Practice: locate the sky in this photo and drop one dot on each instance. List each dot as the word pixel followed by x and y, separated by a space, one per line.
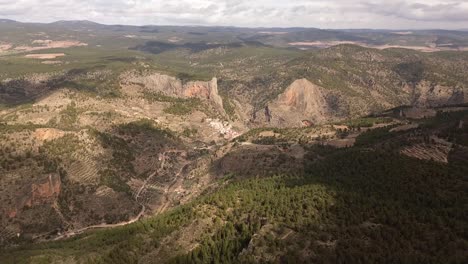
pixel 381 14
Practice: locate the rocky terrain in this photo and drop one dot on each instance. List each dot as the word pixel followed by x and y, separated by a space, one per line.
pixel 182 145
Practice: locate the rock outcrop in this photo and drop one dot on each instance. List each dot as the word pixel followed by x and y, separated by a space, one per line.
pixel 428 94
pixel 45 191
pixel 172 86
pixel 302 100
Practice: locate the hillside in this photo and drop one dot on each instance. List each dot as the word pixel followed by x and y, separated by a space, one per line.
pixel 168 144
pixel 368 203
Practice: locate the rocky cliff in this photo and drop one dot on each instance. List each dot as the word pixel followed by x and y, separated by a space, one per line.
pixel 171 86
pixel 302 100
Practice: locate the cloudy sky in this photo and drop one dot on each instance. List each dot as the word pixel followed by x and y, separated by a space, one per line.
pixel 409 14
*****
- _EXERCISE DIRECTIONS_
Please copy all of the rows above word for word, omitting the picture.

- _FINAL RESULT_
Practice: locate the sky in this photo and drop one dot on each instance. List each dot as the word pixel followed by x and y, separated by a space, one per line.
pixel 381 14
Practice: locate the rocky terrain in this photo and drop one dot on each instance. List each dot as the word pixel followed by x and y, separated by a space, one per line.
pixel 182 145
Practice: locate the rock outcrop in this photo and drop one dot on each instance. List each dot as the word pixel followed by x and y, separated by a space, one per line.
pixel 428 94
pixel 45 191
pixel 172 86
pixel 302 100
Practice: locate the hillside in this photo and drop one dot on each instance. List each dot as the word pixel followed by x and y, separated by a space, one per line.
pixel 168 144
pixel 368 203
Practice: locate the rocky cliff in this photo and drop one dot on each instance. List each dot as the word pixel followed by x and y, separated by a space, one per line.
pixel 171 86
pixel 302 100
Practice: locate the cloudy sky in this photo and drop one dot on each instance. List each dot as the word pixel followed by x and y, separated by a space, one per line.
pixel 409 14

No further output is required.